Embora utilizemos o termo casamento, no país predominam as uniões informais, sem cerimônias civis ou de cunho religioso, o que torna o problema invisível às autoridades, já que não há registros formais. Outro fato que ajuda a esconder esses casos se dá por conta de a maioria dessas uniões acontecerem em áreas rurais ou em locais com famílias em situação de vulnerabilidade econômica. Assim, essas uniões ilegais continuam acontecendo pelo Brasil inteiro e isso traz inúmeros prejuízos para a vida dessas jovens, para a sociedade e até para a economia.
Ao se casarem essas meninas têm que lidar com muitas responsabilidades para as quais não estão preparadas, como, por exemplo, cuidar sozinha de uma casa e dos filhos. Muitas delas também abandonam a escola e com isso perdem a chance de ter uma formação e uma profissão, tendo que depender exclusivamente de seu cônjuge. Porém essa dependência econômica do parceiro as deixa vulneráveis a outros problemas como violência física, psicológica e sexual.
Segundo o estudo do banco Mundial denominado “Fechando a Brecha: Melhorando as Leis de Proteção à Mulher contra a Violência”, “quando submetidas a uniões consensuais estáveis, uniões civis e/ou religiosas na adolescência, aumenta-se o risco de infecções sexualmente transmissíveis, incluindo o HIV; violência; assédio e estupro; gravidez indesejada; abortos em condições inseguras; morte materna; e o risco de uma adolescente com menos de 15 anos morrer de causas relacionadas à gravidez é até 3 vezes maior do que em mulheres com mais de 20 anos. O estudo também destaca que “o casamento infantil responde por 30% da evasão escolar feminina no ensino secundário no mundo e faz com que as meninas estejam sujeitas a ter menor renda quando adultas. Também as coloca em maior risco de sofrer violência doméstica, estupro marital e mortalidade materna e infantil”. Além disso, “caso as adolescentes retardassem sua gravidez até 20 anos e mais, o Brasil acrescentaria ao seu PIB cerca de R$ 7 bilhões”.
┄┄┄┄┄┄┄┄┄┄┄┄┄┄┄┄┄┄┄┄
* **QUESTÕES DE ESTUDO**:
- A) Segundo o texto sobre casamento infantil, quanto o Brasil acrescentaria ao seu PIB caso as adolescentes adiassem a gravidez até os 20 anos ou mais?
- B) Reproduza o trecho do texto sobre casamento infantil que vai de "Embora utilizemos o" até "para a economia.", trocando "áreas rurais" por "zonas rurais".
- C) Dê sequência ao texto sobre casamento infantil no Brasil, partindo da última frase apresentada.

Entradas salvas:
┄┄┄┄┄┄┄┄┄┄┄┄┄┄┄┄┄┄┄┄
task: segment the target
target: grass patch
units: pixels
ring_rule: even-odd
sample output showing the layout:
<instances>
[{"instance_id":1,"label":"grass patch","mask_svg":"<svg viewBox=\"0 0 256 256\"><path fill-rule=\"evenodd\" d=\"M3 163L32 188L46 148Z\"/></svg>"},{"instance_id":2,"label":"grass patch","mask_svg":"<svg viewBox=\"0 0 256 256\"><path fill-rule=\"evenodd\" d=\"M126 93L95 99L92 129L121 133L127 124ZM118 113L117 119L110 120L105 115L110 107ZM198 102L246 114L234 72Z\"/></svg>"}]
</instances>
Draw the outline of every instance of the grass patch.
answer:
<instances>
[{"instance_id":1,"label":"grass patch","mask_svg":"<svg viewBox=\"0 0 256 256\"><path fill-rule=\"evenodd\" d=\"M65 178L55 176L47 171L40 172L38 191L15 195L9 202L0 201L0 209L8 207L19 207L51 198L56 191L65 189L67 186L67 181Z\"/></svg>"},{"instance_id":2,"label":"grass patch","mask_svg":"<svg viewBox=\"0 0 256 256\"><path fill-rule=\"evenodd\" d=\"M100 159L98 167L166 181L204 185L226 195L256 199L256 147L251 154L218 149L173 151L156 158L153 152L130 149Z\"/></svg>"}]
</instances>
┄┄┄┄┄┄┄┄┄┄┄┄┄┄┄┄┄┄┄┄
* **TAREFAS RESOLVIDAS**:
- A) Cerca de R$ 7 bilhões.

- B)
Embora utilizemos o termo casamento, no país predominam as uniões informais, sem cerimônias civis ou de cunho religioso, o que torna o problema invisível às autoridades, já que não há registros formais. Outro fato que ajuda a esconder esses casos se dá por conta de a maioria dessas uniões acontecerem em zonas rurais ou em locais com famílias em situação de vulnerabilidade econômica. Assim, essas uniões ilegais continuam acontecendo pelo Brasil inteiro e isso traz inúmeros prejuízos para a vida dessas jovens, para a sociedade e até para a economia.

- C)
Como combater o casamento infantil
Muitas coisas precisam ser feitas para acabar com o casamento infantil, principalmente no que tange a melhorar a questão das desigualdades sociais para que essas crianças tenham melhores oportunidades de vida e assim não sejam obrigadas a se unirem a alguém antes que possam estudar, crescer livremente e se desenvolver com plenitude. É necessário também assegurar a igualdade de gênero e fomentar os direitos das mulheres fazendo com o que a legislação atue de forma mais dura com aqueles que por ventura violarem esses direitos.
Outro estudo também realizado pelo banco Mundial, intitulado “Casamento na Infância e Adolescência: a Educação das Meninas e a Legislação Brasileira”, diz que “o melhor caminho para eliminar o casamento na infância e adolescência e a gravidez precoce é, provavelmente, mantendo as adolescentes na escola […]. Essas crianças e adolescentes também precisam receber informações que as faça reconhecerem seus direitos, além de aprenderem o autocuidado, recebendo informações sobre saúde sexual, reprodução e formas de evitar a gravidez precoce e problemas como doenças sexualmente transmissíveis. Mas, principalmente, o governo deve realizar investimentos e a aplicação de políticas públicas para que não precisemos mais ver nossas meninas trocando sua infância e ingenuidade pela crença de que somente o casamento poderá dar a elas uma vida melhor”.